**Task requirements:** Starting from the beginning of the items and going on through the line with "[[[12,50],[25,85],[65,82],[56,56],[41,45]]]", put those lines into a numbered list, leaving out any blank lines.

(Stored records)
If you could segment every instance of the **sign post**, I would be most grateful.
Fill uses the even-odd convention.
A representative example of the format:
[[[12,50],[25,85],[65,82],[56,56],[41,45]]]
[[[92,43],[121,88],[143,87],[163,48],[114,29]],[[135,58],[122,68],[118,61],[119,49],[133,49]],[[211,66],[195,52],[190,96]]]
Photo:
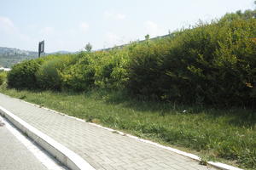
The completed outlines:
[[[44,40],[42,42],[39,42],[38,44],[38,57],[40,57],[41,53],[44,52]]]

**Solution for this exercise:**
1. If you could segment every instance of the **sign post**, I would be most grateful.
2. Fill uses the even-odd convention.
3. A representative example of the format:
4. [[[12,50],[25,85],[65,82],[56,56],[41,45]]]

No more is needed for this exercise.